● **WHAT TO PRODUCE**
For this task, every record below must be reproduced exactly.

SUPPLIED ENTRIES below:

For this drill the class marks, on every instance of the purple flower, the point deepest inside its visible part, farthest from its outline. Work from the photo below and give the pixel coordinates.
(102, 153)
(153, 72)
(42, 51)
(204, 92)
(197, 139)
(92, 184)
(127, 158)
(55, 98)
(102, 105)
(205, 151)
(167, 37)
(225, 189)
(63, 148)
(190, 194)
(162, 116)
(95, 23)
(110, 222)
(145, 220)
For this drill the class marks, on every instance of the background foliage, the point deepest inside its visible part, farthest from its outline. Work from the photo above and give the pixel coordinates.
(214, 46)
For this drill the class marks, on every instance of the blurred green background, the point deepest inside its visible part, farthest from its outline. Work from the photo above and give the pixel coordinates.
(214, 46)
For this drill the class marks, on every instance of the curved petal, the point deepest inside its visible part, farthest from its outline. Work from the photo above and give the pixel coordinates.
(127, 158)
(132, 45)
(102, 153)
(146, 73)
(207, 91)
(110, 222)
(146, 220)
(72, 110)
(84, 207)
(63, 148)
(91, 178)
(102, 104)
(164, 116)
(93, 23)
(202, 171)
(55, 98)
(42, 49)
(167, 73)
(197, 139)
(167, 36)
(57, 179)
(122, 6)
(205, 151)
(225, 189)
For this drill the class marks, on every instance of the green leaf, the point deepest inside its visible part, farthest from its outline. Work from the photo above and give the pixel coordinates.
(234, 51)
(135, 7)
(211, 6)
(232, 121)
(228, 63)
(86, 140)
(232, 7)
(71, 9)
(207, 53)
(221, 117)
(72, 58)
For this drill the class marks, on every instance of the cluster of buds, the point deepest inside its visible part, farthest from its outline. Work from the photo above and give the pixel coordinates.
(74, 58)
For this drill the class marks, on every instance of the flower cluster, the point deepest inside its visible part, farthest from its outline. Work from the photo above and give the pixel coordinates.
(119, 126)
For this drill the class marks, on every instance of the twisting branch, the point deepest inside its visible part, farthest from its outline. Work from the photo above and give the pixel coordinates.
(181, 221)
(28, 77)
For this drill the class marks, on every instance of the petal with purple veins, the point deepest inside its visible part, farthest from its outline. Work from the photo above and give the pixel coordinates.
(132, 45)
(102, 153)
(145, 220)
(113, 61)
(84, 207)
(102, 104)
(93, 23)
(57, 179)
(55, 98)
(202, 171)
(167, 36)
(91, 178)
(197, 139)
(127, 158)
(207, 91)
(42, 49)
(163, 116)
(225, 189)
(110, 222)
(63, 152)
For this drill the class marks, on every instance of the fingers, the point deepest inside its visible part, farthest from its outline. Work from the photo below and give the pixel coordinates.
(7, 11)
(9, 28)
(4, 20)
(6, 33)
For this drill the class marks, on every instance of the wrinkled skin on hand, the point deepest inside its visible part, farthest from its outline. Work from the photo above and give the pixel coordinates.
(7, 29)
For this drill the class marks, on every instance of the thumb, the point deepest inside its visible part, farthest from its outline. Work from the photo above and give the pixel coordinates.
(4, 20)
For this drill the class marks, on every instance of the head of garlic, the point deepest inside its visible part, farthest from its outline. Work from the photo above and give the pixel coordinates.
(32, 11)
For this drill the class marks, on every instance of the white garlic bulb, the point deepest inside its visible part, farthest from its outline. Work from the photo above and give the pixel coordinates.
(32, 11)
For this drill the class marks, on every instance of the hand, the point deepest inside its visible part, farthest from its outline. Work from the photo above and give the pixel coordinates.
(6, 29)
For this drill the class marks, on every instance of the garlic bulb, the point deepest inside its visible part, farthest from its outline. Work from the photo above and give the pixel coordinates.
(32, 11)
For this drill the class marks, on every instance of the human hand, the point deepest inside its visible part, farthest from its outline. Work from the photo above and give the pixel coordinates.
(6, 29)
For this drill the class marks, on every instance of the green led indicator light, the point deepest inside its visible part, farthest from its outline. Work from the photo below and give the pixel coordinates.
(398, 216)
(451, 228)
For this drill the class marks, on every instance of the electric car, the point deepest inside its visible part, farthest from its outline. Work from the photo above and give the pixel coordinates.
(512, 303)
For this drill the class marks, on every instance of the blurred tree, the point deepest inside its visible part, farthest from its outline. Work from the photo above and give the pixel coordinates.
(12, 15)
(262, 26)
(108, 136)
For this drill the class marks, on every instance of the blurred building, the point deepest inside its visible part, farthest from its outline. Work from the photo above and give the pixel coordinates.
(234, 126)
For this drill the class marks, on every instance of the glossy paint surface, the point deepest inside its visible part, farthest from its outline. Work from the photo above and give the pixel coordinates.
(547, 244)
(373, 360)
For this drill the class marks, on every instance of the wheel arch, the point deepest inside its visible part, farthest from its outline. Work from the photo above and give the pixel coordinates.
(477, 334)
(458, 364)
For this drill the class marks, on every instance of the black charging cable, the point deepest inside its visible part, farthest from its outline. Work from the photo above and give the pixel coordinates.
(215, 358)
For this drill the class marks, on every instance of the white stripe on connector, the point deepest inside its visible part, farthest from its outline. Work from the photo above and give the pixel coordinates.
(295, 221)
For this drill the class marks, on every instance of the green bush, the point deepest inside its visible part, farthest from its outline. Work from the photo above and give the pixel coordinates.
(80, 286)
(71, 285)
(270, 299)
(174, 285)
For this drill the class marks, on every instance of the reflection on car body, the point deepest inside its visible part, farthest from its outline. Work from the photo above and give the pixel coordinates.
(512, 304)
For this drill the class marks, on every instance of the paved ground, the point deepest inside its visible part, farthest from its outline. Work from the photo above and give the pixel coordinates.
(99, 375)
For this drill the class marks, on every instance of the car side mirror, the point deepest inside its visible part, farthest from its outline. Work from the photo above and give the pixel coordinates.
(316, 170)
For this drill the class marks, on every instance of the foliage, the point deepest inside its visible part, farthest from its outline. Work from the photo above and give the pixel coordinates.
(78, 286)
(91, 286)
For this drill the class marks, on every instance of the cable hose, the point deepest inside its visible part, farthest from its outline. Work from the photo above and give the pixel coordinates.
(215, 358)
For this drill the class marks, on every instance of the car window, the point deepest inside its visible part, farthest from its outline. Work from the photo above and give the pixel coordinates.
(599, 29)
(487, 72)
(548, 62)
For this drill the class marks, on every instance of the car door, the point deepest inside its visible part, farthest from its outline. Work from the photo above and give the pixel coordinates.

End of SUPPLIED ENTRIES.

● **RESULT OF THE EXERCISE**
For this drill the class marks, on every instance of the purple flower, the point deepest inside its visible part, farthest from its outline. Work from the photo below and give the pixel coordinates.
(102, 153)
(153, 72)
(42, 51)
(204, 92)
(197, 139)
(92, 184)
(127, 158)
(55, 98)
(102, 105)
(205, 151)
(167, 37)
(225, 189)
(63, 148)
(190, 194)
(162, 116)
(95, 23)
(110, 222)
(145, 220)
For this drill the class marks, on every instance of the background foliage, the point deepest inside its visible part, farthest from its outline. Work from the photo above and give the pixel coordinates.
(214, 46)
For this drill the class marks, on every instance of the blurred green background, the point deepest inside its visible part, farthest from its outline. Work from the photo above and give the pixel coordinates.
(214, 46)
For this drill the class marks, on every instance of the curved petal, the point deepest inside its visible part, farthest from its outline. Work from the photo above and give the pixel coordinates.
(127, 158)
(132, 45)
(102, 153)
(146, 73)
(207, 91)
(110, 222)
(146, 220)
(72, 110)
(84, 207)
(63, 148)
(91, 178)
(102, 104)
(164, 116)
(93, 23)
(202, 171)
(55, 98)
(42, 49)
(167, 73)
(197, 139)
(167, 36)
(57, 179)
(122, 6)
(205, 151)
(225, 189)
For this drill the class marks, on every instance of the green leaf, the point deepest inside its visible part, farthest from its outline. Work from the photo above and give the pixel coordinates.
(234, 51)
(135, 7)
(211, 6)
(232, 121)
(228, 63)
(86, 140)
(232, 7)
(71, 9)
(207, 53)
(221, 117)
(72, 58)
For this drill the class marks, on every instance of the cluster of buds, the point deepest inside its visible part, farthest from its outline. Work from the photo above and give the pixel coordinates.
(74, 58)
For this drill the class marks, on every instance of the flower cluster, the point deepest inside its visible part, farthest from its outline. Work from the photo above and give the pixel coordinates.
(119, 126)
For this drill the class marks, on every instance of the twisting branch, the point deepest inside its visible part, farthest from its outline. Work from the photo above and give the pixel coordinates.
(181, 221)
(28, 77)
For this drill the class marks, on every instance of the petal with purple veins, the point deepest inside its visible part, farthest from its outline. Work from the photo above and give the pixel coordinates.
(132, 45)
(102, 153)
(145, 220)
(113, 61)
(84, 207)
(102, 104)
(93, 23)
(57, 179)
(55, 98)
(202, 171)
(167, 36)
(91, 178)
(197, 139)
(127, 158)
(207, 91)
(42, 49)
(163, 116)
(225, 189)
(110, 222)
(63, 152)
For this drill the class marks, on every instance of the fingers, the point deepest inside its visible part, farthest from its outline. Work from the photo below and give the pixel coordinates.
(7, 11)
(9, 28)
(4, 20)
(6, 33)
For this drill the class marks, on every instance of the wrinkled skin on hand, the point deepest inside its visible part, farthest from its outline. Work from the photo above and give the pixel coordinates.
(7, 29)
For this drill the class marks, on every instance of the thumb, the point deepest inside its visible part, farthest from its outline. Work from the photo above and give the pixel coordinates.
(4, 20)
For this drill the class marks, on every instance of the head of garlic, the point deepest inside its visible part, farthest from its outline. Work from the photo above and give the pixel coordinates.
(32, 11)
For this drill the class marks, on every instance of the white garlic bulb, the point deepest inside its visible part, farthest from its outline. Work from the photo above and give the pixel coordinates.
(32, 11)
For this drill the class marks, on every instance of the hand, the point deepest inside its visible part, farthest from its outline. Work from the photo above and give the pixel coordinates.
(6, 29)
For this drill the class marks, on every instance of the garlic bulb, the point deepest inside its visible part, farthest from its outline. Work from the photo above and give the pixel coordinates.
(32, 11)
For this drill the class marks, on every instance of the human hand, the point deepest inside its visible part, farthest from its outline. Work from the photo above and give the pixel coordinates.
(6, 29)
For this drill the class marks, on every instance of the green led indicator light, the point deepest inside its visible part, farthest from its outline. Work from the photo below and give the pixel coordinates.
(398, 216)
(451, 228)
For this drill the class marks, on every instance of the electric car, the point deepest inside its visible part, farthest from its outline. Work from the photo above and give the pixel coordinates.
(512, 303)
For this drill the class marks, on every instance of the blurred tree, the point deepest inside its visible part, farthest from its outline. Work from the photo above and give the pixel coordinates.
(12, 15)
(262, 26)
(108, 136)
For this drill the class marks, on every instance of the blurred building, the point deepest inside its visible part, farthest from its outline. Work from the photo above and give the pixel coordinates.
(234, 126)
For this drill the class marks, on every instance of the glossy paint surface, the point deepest inside its visible part, farthest from its outline. Work from the photo above and give the pixel coordinates.
(547, 244)
(373, 360)
For this drill the class marks, on every instance of the wheel arch, the point deepest inside its visible part, farthest from its outline. Work from the photo above and give the pixel coordinates.
(477, 334)
(458, 364)
For this drill the class marks, on every instance of the black charging cable, the point deepest inside its visible part, farthest from its outline. Work from the photo above and give the pixel coordinates.
(215, 358)
For this drill the class marks, on every instance of the white stripe on connector, the point deepest inside its visible part, farthest from its outline. Work from the photo above and give the pixel coordinates.
(295, 221)
For this drill the class marks, on every instance of the green bush, the point deepest inside its visible part, farthest from its outline. Work from the photo above and give the pixel coordinates.
(80, 286)
(71, 285)
(270, 299)
(174, 285)
For this drill the class marks, on every instance of the reflection on car body, the point deepest inside its visible part, farthest from its outline. Work from the photo above and give the pixel coordinates.
(512, 304)
For this drill the class marks, on every instance of the paved ground, the point deepest inside its visible part, farthest from its outline. Work from the photo above and give the pixel coordinates.
(99, 375)
For this drill the class marks, on every instance of the car side mirror, the point deepest inside its visible part, farthest from its outline. Work from the photo above and give the pixel coordinates.
(316, 170)
For this drill the class marks, on every instance of the foliage, the point deepest inside its visible part, farthest from its outline. Work from the photo above and give the pixel coordinates.
(78, 286)
(91, 286)
For this drill the class marks, on every instance of the cable hose, the point deepest inside its visible part, farthest from its outline. Work from the photo above and give the pixel coordinates.
(215, 358)
For this drill the class marks, on every instance of the car window, the point deepest inside its visible part, farthest from its outline. Work from the photo above and give the pixel coordinates.
(599, 29)
(487, 72)
(548, 62)
For this drill the class marks, on every instance of the car door, the point deepest inside its visible part, farthest from its outline. Work from the photo above and give the pixel coordinates.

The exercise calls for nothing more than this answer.